Given records:

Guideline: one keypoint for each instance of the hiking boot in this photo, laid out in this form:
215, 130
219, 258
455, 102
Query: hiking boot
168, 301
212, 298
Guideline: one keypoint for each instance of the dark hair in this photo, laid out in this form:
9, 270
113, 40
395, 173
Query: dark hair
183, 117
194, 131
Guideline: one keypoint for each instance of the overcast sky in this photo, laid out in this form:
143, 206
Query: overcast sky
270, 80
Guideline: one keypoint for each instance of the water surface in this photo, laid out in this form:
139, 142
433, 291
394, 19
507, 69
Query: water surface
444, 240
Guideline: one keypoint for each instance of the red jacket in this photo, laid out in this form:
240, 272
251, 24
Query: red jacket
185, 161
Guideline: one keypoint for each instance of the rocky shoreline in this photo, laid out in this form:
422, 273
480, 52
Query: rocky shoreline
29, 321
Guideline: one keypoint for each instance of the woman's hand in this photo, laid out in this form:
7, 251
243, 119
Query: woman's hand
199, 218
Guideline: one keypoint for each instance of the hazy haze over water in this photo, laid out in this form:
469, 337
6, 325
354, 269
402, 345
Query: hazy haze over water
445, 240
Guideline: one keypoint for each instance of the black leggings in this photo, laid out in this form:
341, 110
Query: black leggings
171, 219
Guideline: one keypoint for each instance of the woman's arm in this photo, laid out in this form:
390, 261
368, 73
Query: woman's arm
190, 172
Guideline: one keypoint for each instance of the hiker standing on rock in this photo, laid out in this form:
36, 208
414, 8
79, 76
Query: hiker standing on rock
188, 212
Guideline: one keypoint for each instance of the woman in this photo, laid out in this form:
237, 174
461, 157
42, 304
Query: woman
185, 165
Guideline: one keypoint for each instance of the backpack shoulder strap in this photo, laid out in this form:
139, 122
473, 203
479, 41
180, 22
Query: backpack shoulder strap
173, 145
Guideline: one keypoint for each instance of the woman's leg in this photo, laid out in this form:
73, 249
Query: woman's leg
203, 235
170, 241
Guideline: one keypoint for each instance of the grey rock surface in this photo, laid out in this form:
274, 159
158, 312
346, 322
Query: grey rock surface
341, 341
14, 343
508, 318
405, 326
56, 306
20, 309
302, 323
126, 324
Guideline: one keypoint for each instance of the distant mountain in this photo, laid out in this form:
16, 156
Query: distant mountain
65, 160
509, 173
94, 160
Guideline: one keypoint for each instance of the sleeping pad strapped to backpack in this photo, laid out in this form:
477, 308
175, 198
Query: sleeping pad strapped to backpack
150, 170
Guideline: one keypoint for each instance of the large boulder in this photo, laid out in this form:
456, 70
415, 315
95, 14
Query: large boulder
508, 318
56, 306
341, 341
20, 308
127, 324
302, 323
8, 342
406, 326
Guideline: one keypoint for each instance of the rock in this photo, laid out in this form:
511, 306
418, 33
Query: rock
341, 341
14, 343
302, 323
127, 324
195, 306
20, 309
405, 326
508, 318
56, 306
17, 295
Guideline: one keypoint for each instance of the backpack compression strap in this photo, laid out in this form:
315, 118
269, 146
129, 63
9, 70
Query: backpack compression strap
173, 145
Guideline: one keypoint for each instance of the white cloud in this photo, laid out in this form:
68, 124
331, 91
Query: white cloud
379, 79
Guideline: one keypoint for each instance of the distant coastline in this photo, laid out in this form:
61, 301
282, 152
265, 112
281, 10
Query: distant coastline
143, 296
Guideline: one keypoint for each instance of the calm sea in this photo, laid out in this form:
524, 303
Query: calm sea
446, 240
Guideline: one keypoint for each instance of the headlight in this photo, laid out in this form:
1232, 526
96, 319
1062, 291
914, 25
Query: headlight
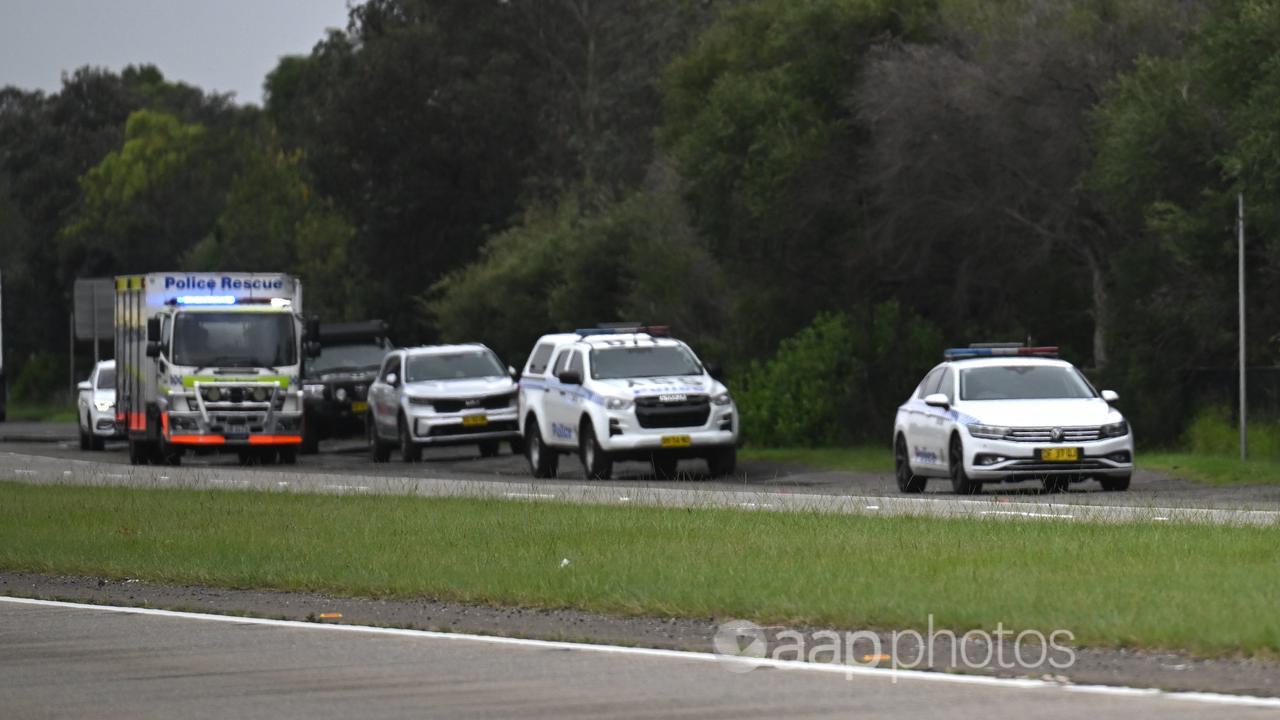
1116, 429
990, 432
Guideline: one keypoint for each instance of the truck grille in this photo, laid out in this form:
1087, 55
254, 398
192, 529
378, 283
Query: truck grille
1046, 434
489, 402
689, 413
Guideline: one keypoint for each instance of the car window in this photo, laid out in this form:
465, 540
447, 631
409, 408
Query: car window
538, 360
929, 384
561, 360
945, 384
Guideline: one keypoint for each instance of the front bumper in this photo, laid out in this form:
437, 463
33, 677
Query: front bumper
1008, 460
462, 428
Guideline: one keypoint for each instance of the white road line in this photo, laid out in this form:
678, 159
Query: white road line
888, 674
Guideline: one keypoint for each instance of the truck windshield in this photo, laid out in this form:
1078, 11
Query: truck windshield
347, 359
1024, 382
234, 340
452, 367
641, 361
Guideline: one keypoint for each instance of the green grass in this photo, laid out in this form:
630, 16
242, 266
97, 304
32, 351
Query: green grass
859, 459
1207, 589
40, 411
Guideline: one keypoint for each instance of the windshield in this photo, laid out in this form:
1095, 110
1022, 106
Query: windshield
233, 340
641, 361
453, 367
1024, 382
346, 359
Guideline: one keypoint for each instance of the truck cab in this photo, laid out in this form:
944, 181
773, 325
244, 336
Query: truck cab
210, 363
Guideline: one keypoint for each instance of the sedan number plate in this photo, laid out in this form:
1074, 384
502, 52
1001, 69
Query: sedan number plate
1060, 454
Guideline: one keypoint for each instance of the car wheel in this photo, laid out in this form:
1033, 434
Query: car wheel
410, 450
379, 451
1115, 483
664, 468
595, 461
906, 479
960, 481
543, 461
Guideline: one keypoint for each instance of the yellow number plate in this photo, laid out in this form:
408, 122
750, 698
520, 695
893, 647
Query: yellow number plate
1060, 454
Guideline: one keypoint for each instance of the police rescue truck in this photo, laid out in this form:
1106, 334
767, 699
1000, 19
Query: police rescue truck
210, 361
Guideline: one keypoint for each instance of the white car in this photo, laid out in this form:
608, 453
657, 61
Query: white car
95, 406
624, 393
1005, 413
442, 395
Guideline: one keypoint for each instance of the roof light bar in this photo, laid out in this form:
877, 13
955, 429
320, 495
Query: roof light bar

Goal: Exclude the images, then output the data above word for word.

The answer:
Guideline: one keypoint for each instance of the hiking boot in this photo, laid out in this form:
215, 130
219, 258
455, 102
Query: hiking boot
168, 301
212, 298
Guideline: one keypoint for each instance of the dark hair in this photo, laid out in this form:
9, 270
113, 40
395, 173
Query: dark hair
183, 117
194, 131
Guideline: one keypoint for each instance of the overcast sky in this photo, laid out in this form:
143, 206
Query: overcast sky
270, 80
Guideline: one keypoint for each instance of the water surface in this photo, laid out in this form:
139, 142
433, 291
394, 19
507, 69
Query: water surface
444, 240
Guideline: one keypoint for each instance of the red jacket in this photo, laid out in this form:
240, 272
251, 24
Query: red jacket
185, 161
Guideline: one keypoint for each instance of the rocky shoreline in this photo, laid out in this form:
422, 273
480, 52
Query: rocky shoreline
29, 321
Guideline: one keypoint for each instance of the woman's hand in this photo, laid out in this form:
7, 251
243, 119
Query: woman's hand
199, 218
Guideline: one keypoint for each instance of the hazy haze over water in this photo, laid out in this form:
469, 337
6, 325
354, 269
402, 345
Query: hazy haze over water
445, 240
Guideline: one keypoint for each instance of the black leggings in this photo, laid out in this form:
341, 110
Query: black leggings
171, 219
Guideline: one keypoint for each instance of the woman's arm in this photo, laid out in this form:
390, 261
368, 73
Query: woman's arm
190, 172
Guideline: one keypoint for each instance of the hiker standing on rock in this photo, laid out in this form:
36, 208
414, 8
79, 76
Query: hiker standing on rock
188, 212
Guideline: one keypoint for each instance of the woman in this photo, laid out in this form:
237, 174
461, 157
42, 304
Query: woman
185, 165
Guideline: one keypoint for each instance of the backpack shoulder strap in this photo, laid out in this form:
139, 122
473, 203
479, 41
180, 22
Query: backpack shoulder strap
173, 145
Guideline: one keypoint for each instance of the woman's leg in this photo, laid out in this form:
73, 249
Query: woman's leg
203, 235
170, 241
Guideline: one keypoint for each instance of the grey rock surface in this photo, laid out in this form:
274, 159
158, 312
346, 322
Query: grey rock surface
341, 341
14, 343
508, 318
405, 326
56, 306
20, 309
302, 323
126, 324
Guideline: one keypoint for each instance of the distant mountain in this photo, laid out in this form:
16, 156
Query: distant mountain
65, 160
509, 173
94, 160
Guideline: one keypoint for each instance of the sleeping pad strapped to backpack in this photo, laid out in this form:
477, 308
175, 198
Query: sleeping pad strapped to backpack
150, 170
Guideline: one keypoint for each instance of the large boulder in this photo, laid out in this form:
456, 70
415, 315
95, 14
Query: large boulder
508, 318
56, 306
341, 341
20, 308
127, 324
302, 323
8, 342
406, 326
Guideline: one keypoint for each instance of the rock in this photo, laid out in this form:
511, 306
418, 33
Query: rock
341, 341
14, 343
302, 323
127, 324
195, 306
20, 309
405, 326
508, 318
56, 306
17, 295
Guideline: one keypoint for each instance of the backpack compression strap in this photo, laid out in this form:
315, 118
269, 146
129, 63
9, 70
Query: backpack compression strap
173, 145
Guideline: one keypoint for each instance of the white cloud in this photo, laid out in this form:
68, 124
331, 91
Query: white cloud
379, 79
Guideline: one keypoint for each instance of the distant coastline in this photo, laid out in this form:
61, 301
282, 152
265, 112
281, 10
Query: distant coastline
143, 296
Guideline: one keypoint for each instance of the calm sea in this photo, laid out in this form:
524, 303
Query: calm sea
446, 240
Guideline: one keypoint for each instance of the headlight in this photo, laid out in this form:
1232, 526
96, 319
1062, 291
914, 25
Query: headlight
1116, 429
990, 432
Guideline: one keypoint for each instance of the truck grille in this photo, laid out in this form:
1087, 55
254, 398
192, 529
378, 283
Query: truck grille
1046, 434
489, 402
689, 413
Guideline: one keypoint for each instance of the car window in this photo, laid out in this form:
465, 540
447, 631
409, 408
Query: car window
538, 360
929, 384
561, 360
945, 384
Guideline: one keypoint for each instance of the front bumper in this photo, laid out in this form:
437, 463
33, 677
Query: front bumper
1008, 460
462, 428
Guideline: one keypoint for each instance of the white road line in this photo, laid out in this form:
678, 159
Query: white road line
888, 674
Guideline: one keypoint for each instance of the truck windshield in this photo, laid out in this form:
1078, 11
Query: truck windshield
347, 359
1024, 382
234, 340
452, 367
641, 361
Guideline: one keypoint for each instance of the green grass in this photo, laid out in this form:
630, 16
242, 266
97, 304
32, 351
Query: green grass
859, 459
1207, 589
40, 411
Guideline: one keypoint for each instance of the windshield in this photo, laid out in this form:
1095, 110
1022, 106
Query: windshield
233, 340
641, 361
453, 367
1024, 382
346, 359
Guideline: one keypoint for each instance of the truck cab in this photo, laid out in this form:
944, 181
773, 325
244, 336
Query: truck cab
210, 363
Guideline: one keypoint for each instance of the sedan number plate in this photo, laid out in this form:
1074, 384
502, 52
1001, 69
Query: sedan number plate
1060, 454
Guideline: one keypoint for each instance of the car wheel in this photo, laid out in this form:
1033, 434
Query: car wheel
410, 450
379, 451
1115, 483
664, 468
595, 461
906, 479
960, 481
543, 461
Guideline: one keypoint for each instance of the yellow number plate in this photo, laid out in this form:
408, 122
750, 698
520, 695
893, 647
Query: yellow number plate
1060, 454
Guideline: one keypoint for each instance of the police rescue truck in this photo, laid out in this form:
1106, 334
767, 699
1000, 19
Query: police rescue truck
210, 361
Guideline: one keypoint for each instance of the white car in this photo, laid out in this form:
608, 453
657, 61
Query: white car
95, 406
624, 393
1005, 413
442, 395
Guideline: one keypoint for each instance of the roof light bar in this photo, laid out in this form:
877, 13
955, 429
320, 495
Query: roof light bar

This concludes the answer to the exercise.